* TASK BRIEF:
Put the lines of the items below into a numbered list, starting with the line that contains "of the olive" and going on through the last line of the items. Leave out any blank lines.

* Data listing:
---+---

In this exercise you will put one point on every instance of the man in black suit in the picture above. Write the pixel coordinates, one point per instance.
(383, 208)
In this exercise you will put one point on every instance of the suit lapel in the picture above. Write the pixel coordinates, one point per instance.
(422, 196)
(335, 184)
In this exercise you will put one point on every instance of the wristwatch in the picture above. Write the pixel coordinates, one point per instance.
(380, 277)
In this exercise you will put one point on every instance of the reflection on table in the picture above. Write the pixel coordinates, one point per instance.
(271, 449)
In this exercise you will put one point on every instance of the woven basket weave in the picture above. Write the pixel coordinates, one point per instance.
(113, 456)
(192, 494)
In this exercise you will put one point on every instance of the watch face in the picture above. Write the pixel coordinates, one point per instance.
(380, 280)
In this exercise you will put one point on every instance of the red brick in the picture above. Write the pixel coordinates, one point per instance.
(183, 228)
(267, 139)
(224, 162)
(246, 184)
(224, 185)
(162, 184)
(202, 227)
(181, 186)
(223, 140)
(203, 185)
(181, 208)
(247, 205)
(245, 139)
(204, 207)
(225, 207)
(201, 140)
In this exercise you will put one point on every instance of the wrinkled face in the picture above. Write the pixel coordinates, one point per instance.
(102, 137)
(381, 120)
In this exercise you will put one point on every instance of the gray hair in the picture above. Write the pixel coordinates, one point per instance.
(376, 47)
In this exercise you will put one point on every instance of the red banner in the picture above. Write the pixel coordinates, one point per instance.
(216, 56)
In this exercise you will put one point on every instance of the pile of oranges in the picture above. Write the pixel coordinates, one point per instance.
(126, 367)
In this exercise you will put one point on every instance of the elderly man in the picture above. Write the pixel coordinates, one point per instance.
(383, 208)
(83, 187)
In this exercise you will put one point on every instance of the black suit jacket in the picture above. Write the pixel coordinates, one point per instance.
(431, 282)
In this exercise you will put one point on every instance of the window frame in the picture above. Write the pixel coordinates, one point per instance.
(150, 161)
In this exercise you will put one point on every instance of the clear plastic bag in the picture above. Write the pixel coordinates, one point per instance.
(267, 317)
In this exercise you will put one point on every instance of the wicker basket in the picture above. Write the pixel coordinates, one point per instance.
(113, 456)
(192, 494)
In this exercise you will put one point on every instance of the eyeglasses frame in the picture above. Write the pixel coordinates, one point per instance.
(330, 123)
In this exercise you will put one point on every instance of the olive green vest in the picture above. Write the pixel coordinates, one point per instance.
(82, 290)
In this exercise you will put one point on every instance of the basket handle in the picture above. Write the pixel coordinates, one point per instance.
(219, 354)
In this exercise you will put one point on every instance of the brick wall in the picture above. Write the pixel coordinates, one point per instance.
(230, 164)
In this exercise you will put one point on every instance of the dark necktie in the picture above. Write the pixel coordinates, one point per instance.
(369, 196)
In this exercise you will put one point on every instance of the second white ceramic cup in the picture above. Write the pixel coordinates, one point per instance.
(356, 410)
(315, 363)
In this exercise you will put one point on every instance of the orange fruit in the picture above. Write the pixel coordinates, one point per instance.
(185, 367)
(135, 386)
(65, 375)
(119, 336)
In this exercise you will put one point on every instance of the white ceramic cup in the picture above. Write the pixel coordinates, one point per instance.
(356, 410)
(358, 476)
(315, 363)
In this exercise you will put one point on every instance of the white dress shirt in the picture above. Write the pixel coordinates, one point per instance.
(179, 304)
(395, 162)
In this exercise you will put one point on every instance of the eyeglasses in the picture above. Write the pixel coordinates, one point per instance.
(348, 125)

---+---

* REPLY:
1. In this exercise you will put one point on every instance of the olive green vest in the picture above. Write the pixel coordinates, one point per instance.
2. (82, 290)
3. In this exercise you will put one point on every instance of the basket handle in the picture above. Write the pixel coordinates, one point per instance.
4. (219, 354)
5. In this exercise you will put one point on every instance of the brick wall in the picture above. Write the pixel coordinates, one point per instance.
6. (230, 164)
7. In this exercise you will put one point on every instance of the dark necktie in the picture above. Write the pixel coordinates, one point per instance.
8. (369, 196)
9. In this exercise you will put one point on every instance of the second white ceramic cup in the picture above. Write the pixel coordinates, one point per instance.
10. (356, 410)
11. (315, 363)
12. In this exercise you will put one point on every instance of the orange fruit in the picture above. Write the pixel coordinates, one point per instance.
13. (185, 367)
14. (135, 386)
15. (65, 375)
16. (119, 336)
17. In this exercise you will put one point on every instance of the white ceramic cup in the picture above. Write the pixel coordinates, one point per instance.
18. (356, 410)
19. (358, 476)
20. (315, 363)
21. In this exercise you will put one point on every instance of the white dress shirt in the picture above. Write the pixel coordinates, one point per instance.
22. (179, 304)
23. (395, 162)
24. In this exercise you will put one point on every instance of the eyeglasses in the picture above. Write the pixel coordinates, one point per instance.
25. (348, 125)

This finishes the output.